**Textabschnitt:**
1995/2002: Die Stimmenden in Nidwalden sagen zwei Mal Nein zu Plänen für ein Lager im Wellenberg.

18. Juni 2001: Das Zwischenlager für radioaktive Abfälle in Würenlingen AG nimmt den Betrieb auf.

20. Dezember 2002: Die Nagra erklärt nach Untersuchungen im Zürcher Weinland, das dortige Opalinuston-Gestein sei für ein Tiefenlager geeignet. Sie empfiehlt die Fokussierung auf Benken ZH.

10. Mai 2004: Die Schweiz beteiligt sich am EU-Projekt «Sapierr» zur Suche nach einem multinationalen Endlager für langlebige und hochaktive Atomabfälle. Als möglicher Endlager-Standort wird Russland genannt.

1. Februar 2005: In der Schweiz treten das Kernenergiegesetz und die dazugehörige Verordnung in Kraft. Danach dürfen ab Mitte 2006 keine abgebrannten Brennstäbe mehr ins Ausland (La Hague in Frankreich, Sellafield in Grossbritannien) exportiert werden. Atommüll muss grundsätzlich im Inland entsorgt werden.

12. September 2005: Die Hauptabteilung für die Sicherheit der Kernanlagen (HSK) erklärt den Untergrund im Zürcher Weinland als geeignet für ein Atomendlager. Das öffentliche Auflageverfahren beginnt.

28. Juni 2006: Der Bundesrat heisst den Entsorgungsnachweis für hochaktive Abfälle gut (Studie Opalinuston im Zürcher Weinland). Wie beim 1988 erfolgten Nachweis für schwach- und mittelradioaktive Abfälle ist damit kein Standortentscheid verbunden - der Bundesrat bestätigt damit lediglich, dass die Entsorgung von radioaktiven Abfällen in der Schweiz prinzipiell möglich ist.

**Zu erledigende Aufgaben:**
- 1) Wie lautet die Atommüll-Chronik von „1995/2002: Die Stimmenden“ bis „den Betrieb auf.“, wenn du „Nidwalden“ gegen „Obwalden“ austauschst?
- 2) Kannst du den Eintrag der Atommüll-Chronik, der mit „1. Februar 2005“ beginnt, als kurze Stichpunktliste wiedergeben?
- 3) Kannst du die Atommüll-Chronik im Anschluss an ihren letzten Eintrag fortsetzen?
Die folgende Auflistung steht in keinem Zusammenhang mit der Atommüll-Chronik.

**Zeilen des Datensatzes:**

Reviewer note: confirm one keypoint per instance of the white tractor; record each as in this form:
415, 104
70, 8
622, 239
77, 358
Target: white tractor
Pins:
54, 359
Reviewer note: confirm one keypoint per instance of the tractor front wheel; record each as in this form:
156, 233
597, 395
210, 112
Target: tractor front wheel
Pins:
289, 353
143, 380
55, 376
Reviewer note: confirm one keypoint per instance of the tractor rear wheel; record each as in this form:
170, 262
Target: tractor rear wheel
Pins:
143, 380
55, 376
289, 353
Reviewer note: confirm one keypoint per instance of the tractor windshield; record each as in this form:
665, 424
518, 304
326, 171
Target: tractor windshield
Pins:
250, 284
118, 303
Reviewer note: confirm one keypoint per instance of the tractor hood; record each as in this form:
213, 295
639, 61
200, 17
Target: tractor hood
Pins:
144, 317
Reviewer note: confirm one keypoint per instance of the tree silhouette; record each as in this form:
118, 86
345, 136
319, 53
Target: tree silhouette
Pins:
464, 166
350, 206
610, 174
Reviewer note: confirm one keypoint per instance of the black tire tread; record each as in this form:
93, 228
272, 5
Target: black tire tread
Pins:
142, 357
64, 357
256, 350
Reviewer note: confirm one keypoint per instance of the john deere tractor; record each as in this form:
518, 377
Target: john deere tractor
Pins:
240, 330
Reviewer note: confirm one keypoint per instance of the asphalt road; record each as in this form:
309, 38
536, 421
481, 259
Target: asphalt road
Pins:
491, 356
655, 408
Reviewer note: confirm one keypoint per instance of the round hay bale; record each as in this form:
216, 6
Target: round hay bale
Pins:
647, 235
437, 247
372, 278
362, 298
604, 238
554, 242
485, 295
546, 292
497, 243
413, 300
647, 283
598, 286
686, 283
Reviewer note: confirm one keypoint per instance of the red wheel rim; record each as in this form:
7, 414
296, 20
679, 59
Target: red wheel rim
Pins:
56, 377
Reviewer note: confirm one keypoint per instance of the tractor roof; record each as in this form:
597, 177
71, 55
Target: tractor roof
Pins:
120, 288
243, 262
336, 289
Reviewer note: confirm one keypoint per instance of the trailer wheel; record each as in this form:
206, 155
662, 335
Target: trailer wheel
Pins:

**Ergebnisse pro Aufgabe:**
- 1)
1995/2002: Die Stimmenden in Obwalden sagen zwei Mal Nein zu Plänen für ein Lager im Wellenberg.

18. Juni 2001: Das Zwischenlager für radioaktive Abfälle in Würenlingen AG nimmt den Betrieb auf.

- 2)
- 1. Februar 2005: Das Kernenergiegesetz und die zugehörige Verordnung treten in Kraft.
- Ab Mitte 2006 dürfen keine abgebrannten Brennstäbe mehr ins Ausland exportiert werden (La Hague, Sellafield).
- Atommüll muss grundsätzlich im Inland entsorgt werden.

- 3)
April 2007: In der Vernehmlassung zum Sachplan Geologische Tiefenlager des Bundes sind sich Parteien und Verbände nicht über die Grösse des Lagers einig: SP und Grüne wollen es auf die fünf bestehenden AKW ausrichten, die Bürgerlichen wollen auch mögliche neue AKW einbeziehen.

2. April 2008: Der Bundesrat gibt grünes Licht für einen Neustart der Standortsuche. Zunächst sollen - ausgehend von einer weissen, leeren Schweizer Landkarte - all jene Gebiete festgelegt werden, die für ein Tiefenlager in Frage kommen. Nicht politische Aspekte, sondern allein Aspekte der Geologie und der Betriebssicherheit sollen ausschlaggebend sein.

6. November 2008: Das Bundesamt für Energie bezeichnet sechs Regionen, in denen ein Tiefenlager möglich ist. Es handelt sich um Jura-Südfuss, Südranden und Wellenberg (jeweils nur als Lager für schwach- und mittelaktive Abfälle) sowie Jura Ost, Nördlich Lägern und Zürich Nordost (jeweils als Kombilager für schwach- und mittelaktive sowie hochaktive Abfälle).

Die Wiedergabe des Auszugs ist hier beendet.